> **DIRECTION**
Can you reproduce every one of the entries below, line for line and character for character, with nothing altered?

> **DATA FOR THIS EXERCISE**
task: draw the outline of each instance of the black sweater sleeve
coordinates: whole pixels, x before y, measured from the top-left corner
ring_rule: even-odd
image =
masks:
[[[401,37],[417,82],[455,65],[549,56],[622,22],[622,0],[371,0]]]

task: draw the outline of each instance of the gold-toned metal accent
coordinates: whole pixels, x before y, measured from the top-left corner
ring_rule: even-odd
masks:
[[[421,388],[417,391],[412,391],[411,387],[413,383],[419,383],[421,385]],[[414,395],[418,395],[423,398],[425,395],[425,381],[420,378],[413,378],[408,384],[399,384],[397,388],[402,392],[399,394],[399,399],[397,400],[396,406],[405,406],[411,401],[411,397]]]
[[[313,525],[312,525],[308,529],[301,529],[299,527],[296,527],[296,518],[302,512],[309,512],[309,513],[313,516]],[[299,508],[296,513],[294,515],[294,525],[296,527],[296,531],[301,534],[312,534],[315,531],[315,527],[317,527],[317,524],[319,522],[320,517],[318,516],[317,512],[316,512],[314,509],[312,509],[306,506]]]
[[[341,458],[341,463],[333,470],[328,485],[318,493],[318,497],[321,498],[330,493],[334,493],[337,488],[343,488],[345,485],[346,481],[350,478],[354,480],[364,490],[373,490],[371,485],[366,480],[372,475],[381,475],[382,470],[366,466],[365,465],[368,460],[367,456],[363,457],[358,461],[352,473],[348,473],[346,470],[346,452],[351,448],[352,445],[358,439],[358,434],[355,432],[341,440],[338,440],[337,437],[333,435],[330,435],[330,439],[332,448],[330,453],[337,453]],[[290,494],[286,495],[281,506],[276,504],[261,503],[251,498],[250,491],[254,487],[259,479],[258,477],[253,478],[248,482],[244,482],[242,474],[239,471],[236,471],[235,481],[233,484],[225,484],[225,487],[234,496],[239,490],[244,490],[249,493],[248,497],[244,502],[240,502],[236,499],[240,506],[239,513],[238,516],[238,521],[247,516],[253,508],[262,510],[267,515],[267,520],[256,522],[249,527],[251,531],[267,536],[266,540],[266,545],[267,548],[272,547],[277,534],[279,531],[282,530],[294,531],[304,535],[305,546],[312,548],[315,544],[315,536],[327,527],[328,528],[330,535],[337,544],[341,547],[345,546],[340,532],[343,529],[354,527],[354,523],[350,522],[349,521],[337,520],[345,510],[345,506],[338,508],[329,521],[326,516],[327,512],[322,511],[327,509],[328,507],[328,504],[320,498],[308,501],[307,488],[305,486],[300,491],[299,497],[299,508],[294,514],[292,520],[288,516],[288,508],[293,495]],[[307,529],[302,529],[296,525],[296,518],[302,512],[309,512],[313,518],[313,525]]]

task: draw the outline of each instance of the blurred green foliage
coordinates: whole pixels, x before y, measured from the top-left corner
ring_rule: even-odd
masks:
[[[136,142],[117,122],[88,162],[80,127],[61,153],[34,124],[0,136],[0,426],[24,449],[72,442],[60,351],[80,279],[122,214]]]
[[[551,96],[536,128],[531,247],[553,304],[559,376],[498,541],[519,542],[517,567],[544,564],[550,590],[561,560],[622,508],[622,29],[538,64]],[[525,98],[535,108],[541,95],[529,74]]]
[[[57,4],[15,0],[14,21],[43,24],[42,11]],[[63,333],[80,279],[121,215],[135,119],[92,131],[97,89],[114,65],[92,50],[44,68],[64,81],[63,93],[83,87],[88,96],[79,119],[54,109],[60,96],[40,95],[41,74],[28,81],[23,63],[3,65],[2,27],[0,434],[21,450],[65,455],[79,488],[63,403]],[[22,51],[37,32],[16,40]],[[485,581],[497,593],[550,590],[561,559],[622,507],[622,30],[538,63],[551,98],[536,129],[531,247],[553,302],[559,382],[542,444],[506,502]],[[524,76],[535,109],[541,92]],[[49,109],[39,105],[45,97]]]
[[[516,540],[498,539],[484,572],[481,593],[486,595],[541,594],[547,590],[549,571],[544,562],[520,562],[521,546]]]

> **EXERCISE RESULT**
task: draw the outline of each instance of the black sweater sleeve
coordinates: whole pixels, x before y, measured from the top-left corner
ring_rule: even-odd
image =
masks:
[[[401,37],[417,82],[455,65],[549,56],[622,22],[622,0],[371,0]]]

task: draw the outline of each instance of the gold-toned metal accent
coordinates: whole pixels, x before y, measured from the top-left corner
ring_rule: even-odd
masks:
[[[421,388],[417,391],[412,391],[411,387],[413,383],[419,383],[421,385]],[[414,395],[418,395],[423,398],[425,395],[425,381],[420,378],[413,378],[408,384],[399,384],[397,388],[402,392],[399,394],[399,399],[397,400],[396,406],[405,406],[411,401],[411,397]]]
[[[313,525],[312,525],[308,529],[301,529],[299,527],[296,527],[296,518],[302,512],[309,512],[309,513],[313,516]],[[299,508],[296,513],[294,515],[294,525],[296,527],[296,531],[301,534],[312,534],[315,531],[315,527],[317,527],[317,524],[319,522],[320,517],[318,516],[317,512],[316,512],[314,509],[312,509],[306,506]]]
[[[341,458],[341,463],[333,470],[328,485],[318,493],[318,497],[321,498],[330,493],[334,493],[337,488],[343,488],[345,485],[346,481],[350,478],[354,480],[364,490],[373,490],[371,485],[366,480],[372,475],[381,475],[382,470],[366,466],[365,465],[368,460],[367,456],[363,457],[358,461],[352,473],[348,473],[346,470],[346,452],[351,448],[352,445],[358,439],[358,434],[355,432],[341,440],[338,440],[337,437],[333,435],[330,435],[330,439],[332,448],[330,453],[337,453]],[[290,494],[286,495],[281,506],[276,504],[261,503],[251,498],[250,491],[254,487],[259,479],[258,477],[253,478],[248,482],[244,482],[242,474],[239,471],[236,471],[235,481],[233,484],[225,484],[225,487],[234,496],[239,490],[244,490],[249,493],[248,497],[244,502],[240,502],[236,499],[240,506],[239,513],[238,516],[238,521],[247,516],[253,508],[262,510],[267,515],[267,520],[256,522],[249,527],[251,531],[267,536],[266,540],[266,545],[267,548],[272,547],[277,534],[279,531],[282,530],[294,531],[304,535],[305,546],[312,548],[315,544],[315,536],[327,527],[328,528],[330,535],[337,544],[341,547],[345,546],[340,532],[343,529],[354,527],[354,523],[350,522],[349,521],[337,520],[345,510],[345,506],[338,508],[329,521],[326,516],[327,512],[322,511],[327,509],[328,507],[328,504],[320,498],[308,501],[307,488],[305,486],[300,491],[299,497],[299,508],[294,514],[292,520],[288,516],[288,508],[293,495]],[[307,529],[302,529],[296,525],[296,518],[302,512],[309,512],[313,518],[313,525]]]

task: draw the outline of each instance of the blurred green foliage
coordinates: whole pixels, x before y, measured from the top-left corner
ring_rule: even-odd
masks:
[[[136,142],[117,122],[88,162],[80,127],[61,153],[34,124],[0,136],[0,426],[24,449],[72,442],[60,351],[80,279],[122,214]]]
[[[551,96],[536,128],[531,247],[553,304],[559,376],[498,541],[519,542],[517,567],[544,564],[550,590],[561,560],[622,508],[622,29],[538,64]],[[525,98],[535,108],[541,95],[529,74]]]
[[[57,4],[15,0],[14,21],[43,24],[42,11]],[[63,333],[80,279],[121,215],[135,119],[92,131],[97,89],[114,65],[92,50],[44,68],[64,81],[63,93],[83,87],[88,96],[79,119],[54,109],[60,96],[40,95],[41,74],[28,81],[23,63],[3,65],[2,27],[0,434],[21,450],[65,455],[79,488],[63,403]],[[22,51],[37,32],[16,40]],[[485,581],[497,593],[550,590],[561,559],[622,507],[622,30],[538,63],[551,98],[536,129],[531,247],[553,302],[559,382],[542,444],[506,502]],[[524,76],[535,109],[541,92]],[[49,109],[39,105],[45,97]]]
[[[516,540],[498,539],[484,572],[481,593],[486,595],[541,594],[547,590],[549,571],[544,562],[520,562],[521,546]]]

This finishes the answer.